▼▼▼

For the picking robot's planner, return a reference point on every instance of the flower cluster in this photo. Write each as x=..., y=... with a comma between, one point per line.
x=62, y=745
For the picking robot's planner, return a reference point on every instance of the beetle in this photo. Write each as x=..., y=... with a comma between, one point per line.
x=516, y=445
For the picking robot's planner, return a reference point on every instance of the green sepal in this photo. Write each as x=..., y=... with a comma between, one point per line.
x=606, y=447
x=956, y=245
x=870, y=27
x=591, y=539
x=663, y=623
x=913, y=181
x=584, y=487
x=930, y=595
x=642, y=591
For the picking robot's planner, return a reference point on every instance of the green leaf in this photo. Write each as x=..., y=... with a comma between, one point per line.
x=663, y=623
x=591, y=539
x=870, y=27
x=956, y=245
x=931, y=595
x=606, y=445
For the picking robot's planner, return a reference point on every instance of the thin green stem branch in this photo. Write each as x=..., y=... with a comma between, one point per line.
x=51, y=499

▲▲▲
▼▼▼

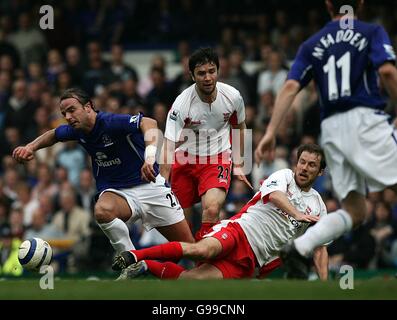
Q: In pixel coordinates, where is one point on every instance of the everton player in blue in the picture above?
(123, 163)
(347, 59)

▲▲▲

Written task
Copy the lines running from the line with "of the thin" up to and including the line with "x=51, y=499", word for word.

Task solution
For the picking robot's planner, return a reference point on every instance of the thin green stem branch in this photo. Write each as x=..., y=... with a comma between, one point per line.
x=51, y=499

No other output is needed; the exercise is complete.